Passage provided START
2. Manual injection (OTELEnvForSubprocess):

For callers building cmd.Env explicitly (overriding os.Environ)
Returns pre-built env slice with:
- OTEL_RESOURCE_ATTRIBUTES (GT context attributes)
- BD_OTEL_METRICS_URL (mirrors GT_OTEL_METRICS_URL)
- BD_OTEL_LOGS_URL (mirrors GT_OTEL_LOGS_URL)
- GT_RUN (run ID for correlation — PR #2199)

Run ID Correlation (PR #2199)

On main, there is no run-level correlation key in log records. PR #2199 adds:

GT_RUN env var — UUID generated at polecat spawn
gt.run_id in OTEL_RESOURCE_ATTRIBUTES — carried by all subprocesses
WithRunID(ctx, runID) / RunIDFromCtx(ctx) — Go context carrier
addRunID(ctx, &record) — called in every emit, injects run.id into log record

Query example (after PR #2199): Retrieve all events for a single session run

logsql

run.id:uuid-1234

4. Agent Logging (PR #2199)
Passage provided END
Dataset content START
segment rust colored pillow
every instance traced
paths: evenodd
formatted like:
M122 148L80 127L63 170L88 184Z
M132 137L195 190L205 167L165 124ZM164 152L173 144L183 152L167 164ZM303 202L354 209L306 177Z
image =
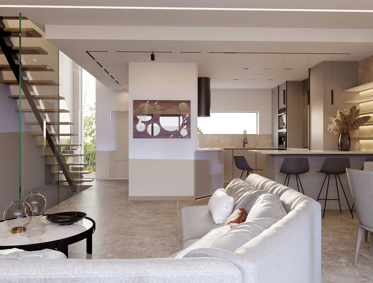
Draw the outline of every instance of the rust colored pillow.
M231 228L233 228L245 221L246 220L246 211L244 208L237 209L227 218L222 226L229 225Z

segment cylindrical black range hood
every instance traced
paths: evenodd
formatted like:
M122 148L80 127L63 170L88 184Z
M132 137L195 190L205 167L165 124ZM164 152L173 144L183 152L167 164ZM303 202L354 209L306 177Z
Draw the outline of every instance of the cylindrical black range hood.
M210 78L198 78L198 117L210 117L211 108Z

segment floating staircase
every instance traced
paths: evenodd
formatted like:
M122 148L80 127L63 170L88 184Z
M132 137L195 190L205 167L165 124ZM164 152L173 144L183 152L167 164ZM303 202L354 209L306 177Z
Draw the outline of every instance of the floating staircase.
M42 157L48 159L52 158L54 160L51 159L50 162L46 161L45 165L52 166L53 168L59 168L57 170L52 169L51 172L51 174L57 177L56 182L63 184L67 182L73 192L76 192L77 183L91 182L95 179L84 177L84 174L89 174L91 171L74 170L75 168L77 166L82 168L82 166L87 164L87 163L67 162L68 158L84 156L84 154L81 152L81 150L76 148L81 146L81 144L63 144L60 142L60 137L77 136L78 134L67 132L68 131L66 130L60 131L60 126L63 125L66 127L70 125L70 130L69 131L70 131L71 126L74 124L73 123L68 121L59 121L60 113L69 112L68 109L60 109L59 106L59 101L64 99L65 98L59 95L46 94L48 92L55 93L56 90L54 88L58 87L59 85L58 82L54 79L32 79L31 78L34 72L37 72L36 74L41 74L41 72L47 72L46 74L50 72L52 72L50 73L54 74L54 69L47 64L34 64L33 62L32 64L22 64L21 65L20 74L18 58L20 50L21 50L21 55L47 55L49 53L44 48L41 47L22 46L20 48L19 46L14 46L15 42L16 42L17 38L19 36L20 33L22 38L40 38L43 37L41 33L32 28L21 27L20 32L19 27L6 26L6 24L8 24L5 21L19 19L19 17L0 17L0 54L3 54L5 55L8 63L0 64L0 71L5 72L3 73L7 74L12 72L15 78L15 79L3 79L3 76L1 77L2 79L0 80L0 83L9 86L19 85L21 83L23 93L21 97L20 95L8 95L8 97L16 99L19 99L20 98L21 99L27 100L29 105L28 107L29 108L23 108L22 107L21 111L26 114L25 115L29 115L30 114L27 114L33 113L34 117L32 120L36 118L36 121L28 121L24 122L23 124L38 125L39 128L41 128L42 130L43 127L46 127L45 133L40 131L29 133L30 136L36 137L43 137L45 135L44 144L35 145L36 146L41 147L43 149L44 152L41 155ZM22 18L22 19L28 20L24 17ZM14 39L12 39L13 38ZM35 41L34 41L33 42ZM23 44L23 42L22 44ZM41 44L41 45L42 44ZM33 60L37 61L36 60ZM7 76L9 76L8 75ZM40 76L37 76L36 74L34 76L38 79L41 77ZM47 76L46 77L46 78L47 78ZM48 87L43 88L40 91L38 91L38 89L35 88L37 87L44 88L44 86ZM48 88L49 87L50 88ZM48 89L50 90L48 90ZM57 92L58 93L58 90ZM57 102L53 101L57 101ZM58 106L54 108L50 107L51 106L55 105L56 103L58 105ZM15 111L19 112L20 109L16 109ZM27 117L29 117L30 116ZM56 117L58 118L56 119ZM64 147L73 148L67 152L63 148ZM63 177L65 179L60 179L59 176Z

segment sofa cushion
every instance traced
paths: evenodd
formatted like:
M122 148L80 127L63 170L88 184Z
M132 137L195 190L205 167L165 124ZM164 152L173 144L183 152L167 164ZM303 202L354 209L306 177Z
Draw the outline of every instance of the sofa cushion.
M245 221L247 216L247 214L244 208L237 209L227 218L227 220L224 221L222 226L229 225L231 228L233 228Z
M38 258L66 258L63 252L54 249L44 249L41 251L16 251L6 254L0 254L0 259L32 260Z
M207 206L216 224L221 224L228 218L234 204L233 198L227 195L224 189L218 189L213 194Z
M214 222L207 206L183 207L181 218L183 248L200 239L212 229L222 226Z
M282 219L287 214L280 197L277 194L260 195L247 214L246 221L255 218Z
M257 218L241 223L217 239L211 247L234 252L278 220L276 218Z
M175 258L181 258L189 251L200 248L209 248L216 239L231 230L229 225L222 226L213 229L199 240L179 252L175 256Z

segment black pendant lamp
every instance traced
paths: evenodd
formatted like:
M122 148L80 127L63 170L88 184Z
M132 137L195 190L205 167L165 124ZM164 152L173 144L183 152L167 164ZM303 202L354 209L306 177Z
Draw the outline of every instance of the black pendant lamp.
M198 117L210 117L211 108L210 78L198 78Z

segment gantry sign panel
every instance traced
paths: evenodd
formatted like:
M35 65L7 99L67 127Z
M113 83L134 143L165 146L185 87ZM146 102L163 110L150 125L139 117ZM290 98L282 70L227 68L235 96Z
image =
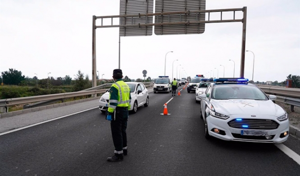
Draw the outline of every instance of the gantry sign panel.
M120 16L153 13L153 0L120 0ZM152 24L153 16L120 17L120 25ZM120 36L146 36L152 35L152 26L121 27Z
M155 13L205 10L205 0L156 0ZM205 21L205 13L186 14L158 15L155 16L155 23ZM157 35L202 34L205 23L160 26L156 25L154 33Z

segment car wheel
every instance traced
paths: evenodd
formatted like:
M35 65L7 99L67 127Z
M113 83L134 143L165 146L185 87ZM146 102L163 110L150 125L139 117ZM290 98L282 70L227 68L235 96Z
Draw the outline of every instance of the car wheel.
M136 101L133 104L133 108L132 109L132 113L135 114L138 111L138 102Z
M149 97L147 97L147 99L146 100L146 103L144 104L144 106L148 107L149 106Z
M207 127L207 118L206 117L205 117L205 123L204 123L204 127L205 130L205 138L208 140L210 139L210 136L209 136L209 134L208 134L208 127Z

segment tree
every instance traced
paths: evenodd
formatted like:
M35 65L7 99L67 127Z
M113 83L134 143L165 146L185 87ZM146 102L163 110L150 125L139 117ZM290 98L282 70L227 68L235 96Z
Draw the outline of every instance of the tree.
M15 69L9 69L9 71L1 72L3 83L7 85L19 85L22 81L25 80L25 76L22 72Z
M80 70L78 70L77 78L75 79L75 84L73 86L74 91L80 91L92 87L91 83L89 80L88 75L84 75Z
M300 88L300 76L289 74L286 78L292 80L292 88Z
M71 85L71 82L72 78L69 75L66 75L64 78L62 79L62 84L64 85Z

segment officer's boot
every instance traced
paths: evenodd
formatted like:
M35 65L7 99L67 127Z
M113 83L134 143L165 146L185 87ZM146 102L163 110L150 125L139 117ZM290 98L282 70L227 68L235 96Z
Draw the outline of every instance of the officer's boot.
M121 161L123 160L123 158L124 158L124 156L123 155L123 154L118 154L115 153L113 156L111 157L107 158L107 161L115 162L115 161Z

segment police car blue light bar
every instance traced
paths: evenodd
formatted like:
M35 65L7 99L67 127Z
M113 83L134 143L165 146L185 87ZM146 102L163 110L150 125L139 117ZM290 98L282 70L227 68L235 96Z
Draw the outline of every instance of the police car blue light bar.
M244 78L216 78L214 79L215 82L247 82L249 79Z
M213 79L201 79L201 81L214 81Z

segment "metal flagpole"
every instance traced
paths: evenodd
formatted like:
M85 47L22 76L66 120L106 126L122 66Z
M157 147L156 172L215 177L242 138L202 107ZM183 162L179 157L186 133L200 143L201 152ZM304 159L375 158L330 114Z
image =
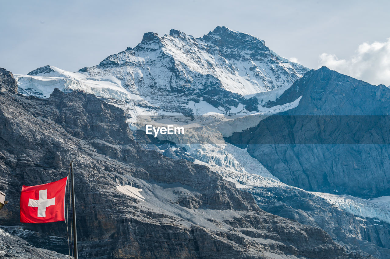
Dataset content END
To do —
Write out everything from "2. Manual injection" down to "BD_OTEL_METRICS_URL (mirrors GT_OTEL_METRICS_URL)" in the passage above on subprocess environment variables, keeping every word and character unchanged.

Task result —
2. Manual injection (OTELEnvForSubprocess):

For callers building cmd.Env explicitly (overriding os.Environ)
Returns pre-built env slice with:
- OTEL_RESOURCE_ATTRIBUTES (GT context attributes)
- BD_OTEL_METRICS_URL (mirrors GT_OTEL_METRICS_URL)